[Items listed in a dataset]
────────────────

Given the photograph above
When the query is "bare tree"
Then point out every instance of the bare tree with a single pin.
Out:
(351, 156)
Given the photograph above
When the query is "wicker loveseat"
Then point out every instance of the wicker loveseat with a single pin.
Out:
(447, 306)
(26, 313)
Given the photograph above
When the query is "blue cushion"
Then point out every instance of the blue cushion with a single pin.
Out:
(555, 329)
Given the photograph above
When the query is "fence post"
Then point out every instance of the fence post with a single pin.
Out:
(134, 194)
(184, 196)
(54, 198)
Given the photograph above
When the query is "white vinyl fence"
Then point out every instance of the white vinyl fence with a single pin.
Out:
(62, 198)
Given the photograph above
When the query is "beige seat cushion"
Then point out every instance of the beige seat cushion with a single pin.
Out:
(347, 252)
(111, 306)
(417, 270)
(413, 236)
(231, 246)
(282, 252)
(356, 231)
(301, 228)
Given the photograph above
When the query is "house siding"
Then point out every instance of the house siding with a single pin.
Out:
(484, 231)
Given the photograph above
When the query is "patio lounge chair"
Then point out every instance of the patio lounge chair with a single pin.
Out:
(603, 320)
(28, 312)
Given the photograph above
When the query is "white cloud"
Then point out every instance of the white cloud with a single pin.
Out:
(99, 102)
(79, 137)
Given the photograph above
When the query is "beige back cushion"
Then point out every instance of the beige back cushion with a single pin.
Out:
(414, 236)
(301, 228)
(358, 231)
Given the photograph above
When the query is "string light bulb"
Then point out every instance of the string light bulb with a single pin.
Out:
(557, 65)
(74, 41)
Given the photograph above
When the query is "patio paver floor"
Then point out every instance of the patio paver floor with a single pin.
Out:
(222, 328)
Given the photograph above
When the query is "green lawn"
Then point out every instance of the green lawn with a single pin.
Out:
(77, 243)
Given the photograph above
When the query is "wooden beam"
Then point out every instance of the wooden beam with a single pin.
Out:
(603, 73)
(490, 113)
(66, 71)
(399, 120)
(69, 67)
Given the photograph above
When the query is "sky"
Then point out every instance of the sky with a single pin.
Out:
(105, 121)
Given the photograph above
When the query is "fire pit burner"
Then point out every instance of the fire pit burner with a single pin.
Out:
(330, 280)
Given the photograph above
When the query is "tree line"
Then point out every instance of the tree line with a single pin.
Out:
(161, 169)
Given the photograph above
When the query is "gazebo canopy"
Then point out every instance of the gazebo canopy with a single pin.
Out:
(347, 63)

────────────────

• [ACTION ITEM]
Return all the lines above exactly as given.

• [ANSWER FOR THE TASK]
Given the photograph above
When the query is "bare tree"
Then point out every instance of the bare tree with a single pin.
Out:
(351, 156)
Given the photograph above
When the query is "wicker loveseat"
Then point out every instance of the wicker loveseat with a single pin.
Out:
(447, 306)
(26, 313)
Given the photograph above
When the query is "blue cushion"
Then point out every instance of the blue cushion with a single pin.
Out:
(555, 329)
Given the photograph above
When the query is "fence post"
Then point out every instance of the fence post with a single pin.
Out:
(134, 194)
(184, 196)
(54, 198)
Given the photograph above
When the query is "white vinyl fence"
Then point out every instance of the white vinyl fence with a single pin.
Out:
(62, 198)
Given the photograph above
When the query is "beige seat cushion"
Then point out every instance of the beige seat cushion with a single pin.
Out:
(347, 252)
(111, 306)
(417, 270)
(413, 236)
(231, 246)
(282, 252)
(356, 231)
(301, 228)
Given the photograph above
When the query is "house siding"
Then point out every instance of the house siding with a single pin.
Out:
(484, 231)
Given the photograph above
When the query is "patio lounge chair"
Then point out every instance of the patio lounge chair with a single pin.
Out:
(603, 320)
(28, 312)
Given the photograph above
When the query is "white cloud"
Then point out every instance of the white cloud with a single pin.
Out:
(99, 102)
(79, 137)
Given the photograph above
When the query is "beige back cushion"
Then point out every instance of the beige back cushion with a single pin.
Out:
(414, 236)
(301, 228)
(358, 231)
Given the photograph above
When the query is "string light bulb"
Then point out every instance of the string light bulb with a single pin.
Out:
(557, 65)
(74, 41)
Given the photograph above
When the query is "patio paver floor"
Then point out every instance of the patio paver floor with a single pin.
Out:
(222, 328)
Given the photograph above
When the query is "green lawn"
Then point out every instance of the green lawn with a single pin.
Out:
(77, 243)
Given the photograph above
When the query is "wooden beam"
Then point out every instance of the wooden beam with a single pin.
Out:
(603, 73)
(490, 113)
(66, 71)
(399, 120)
(69, 67)
Given the photograph above
When the query is "sky"
Then point out every instance of the sky with a single pin.
Out:
(105, 121)
Given the photograph above
When the query is "fire pit burner"
Then point out every instance of the fire pit burner with a single pin.
Out:
(330, 280)
Given the photograph above
When the query is "tree line"
Then point out every instance of the tree line with a single pin.
Out:
(161, 169)
Given the photograph above
When the query is "gazebo canopy"
Then point out every instance of the gazebo canopy with a single pin.
Out:
(347, 63)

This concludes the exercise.